■ Input rows
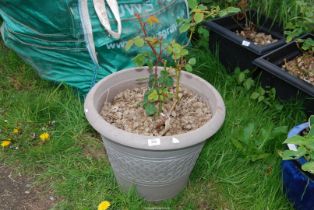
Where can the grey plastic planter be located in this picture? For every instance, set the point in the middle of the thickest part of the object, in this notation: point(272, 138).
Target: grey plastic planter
point(159, 167)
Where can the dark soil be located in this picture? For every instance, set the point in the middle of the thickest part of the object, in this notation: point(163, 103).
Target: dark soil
point(18, 193)
point(301, 67)
point(258, 38)
point(125, 112)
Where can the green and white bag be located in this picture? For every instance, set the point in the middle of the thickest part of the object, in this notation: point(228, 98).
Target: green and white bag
point(78, 42)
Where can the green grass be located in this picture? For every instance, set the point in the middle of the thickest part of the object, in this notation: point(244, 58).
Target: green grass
point(73, 163)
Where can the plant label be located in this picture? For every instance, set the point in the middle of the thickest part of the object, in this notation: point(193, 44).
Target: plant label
point(153, 142)
point(175, 140)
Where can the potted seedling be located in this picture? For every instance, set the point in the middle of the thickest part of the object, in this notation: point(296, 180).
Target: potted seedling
point(239, 39)
point(290, 69)
point(298, 166)
point(155, 119)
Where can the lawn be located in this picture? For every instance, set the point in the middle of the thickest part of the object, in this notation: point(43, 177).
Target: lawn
point(72, 162)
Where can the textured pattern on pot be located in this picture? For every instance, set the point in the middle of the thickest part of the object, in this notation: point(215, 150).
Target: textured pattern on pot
point(158, 167)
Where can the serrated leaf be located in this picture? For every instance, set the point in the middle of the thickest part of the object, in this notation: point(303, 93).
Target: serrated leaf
point(188, 67)
point(228, 10)
point(184, 27)
point(203, 31)
point(259, 156)
point(198, 17)
point(254, 95)
point(192, 3)
point(150, 109)
point(192, 61)
point(291, 155)
point(129, 44)
point(139, 41)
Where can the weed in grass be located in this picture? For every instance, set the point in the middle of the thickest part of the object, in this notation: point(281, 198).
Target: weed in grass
point(71, 163)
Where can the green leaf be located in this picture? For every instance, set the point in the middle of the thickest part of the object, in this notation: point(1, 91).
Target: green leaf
point(248, 133)
point(281, 130)
point(184, 27)
point(192, 3)
point(203, 31)
point(290, 154)
point(150, 109)
point(261, 98)
point(165, 79)
point(192, 61)
point(139, 41)
point(139, 60)
point(228, 10)
point(198, 17)
point(254, 95)
point(188, 67)
point(309, 166)
point(241, 77)
point(129, 44)
point(153, 96)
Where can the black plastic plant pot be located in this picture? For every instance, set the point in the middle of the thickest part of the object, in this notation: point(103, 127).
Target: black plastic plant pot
point(235, 51)
point(287, 86)
point(297, 184)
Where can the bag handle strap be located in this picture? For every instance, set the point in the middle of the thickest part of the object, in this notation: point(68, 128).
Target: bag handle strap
point(100, 8)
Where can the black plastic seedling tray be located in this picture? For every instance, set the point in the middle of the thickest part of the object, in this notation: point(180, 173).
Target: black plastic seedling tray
point(235, 51)
point(287, 86)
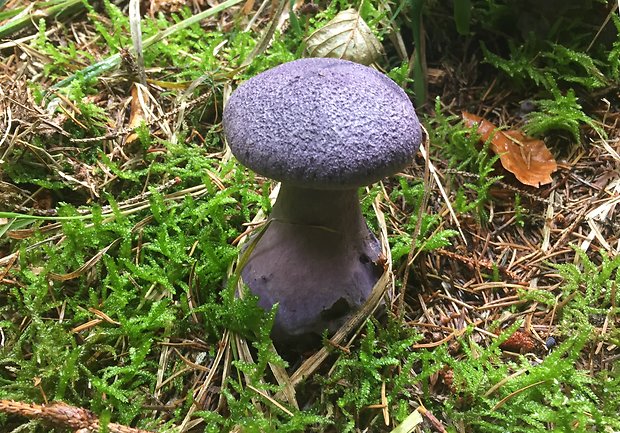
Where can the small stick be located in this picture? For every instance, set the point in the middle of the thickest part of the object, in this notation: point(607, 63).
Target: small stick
point(61, 414)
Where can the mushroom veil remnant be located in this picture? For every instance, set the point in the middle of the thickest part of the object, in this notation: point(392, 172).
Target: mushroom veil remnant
point(323, 127)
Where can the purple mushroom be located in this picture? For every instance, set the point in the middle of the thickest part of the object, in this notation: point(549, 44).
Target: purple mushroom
point(323, 127)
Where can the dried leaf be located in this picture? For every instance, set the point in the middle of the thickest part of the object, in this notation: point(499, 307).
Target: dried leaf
point(348, 37)
point(526, 157)
point(519, 342)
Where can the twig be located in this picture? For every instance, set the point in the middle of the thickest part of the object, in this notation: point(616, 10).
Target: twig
point(61, 414)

■ Exercise objective
Change "dark soil" to "moist potting soil" in the part of the items that opens at their start and closes with the line containing "point(175, 140)", keeping all else unchanged and leaving the pictures out.

■ Answer to the task
Where can the grey plastic planter be located in this picture? For every instance, set the point in the middle of the thickest part of the object, in this notation: point(272, 138).
Target: grey plastic planter
point(159, 167)
Where can the moist potting soil be located in this picture? For every instance, set the point in the middle of the thickest part of the object, in this notation: point(163, 103).
Target: moist potting soil
point(18, 193)
point(301, 67)
point(258, 38)
point(125, 112)
Where can the green and white bag be located in this picture? For every instance, set the point in the middle of the thickest part of the object, in this notation: point(228, 98).
Target: green and white bag
point(78, 42)
Where can the green grass be located in this picture? For every instance, set the point in the middle of the thickest part of the object, in this notation: point(244, 58).
Target: green grass
point(73, 163)
Where can the plant label be located in this picture? For every instance, set the point in the middle of the thickest part of the object, in this notation: point(193, 44).
Target: plant label
point(153, 142)
point(175, 140)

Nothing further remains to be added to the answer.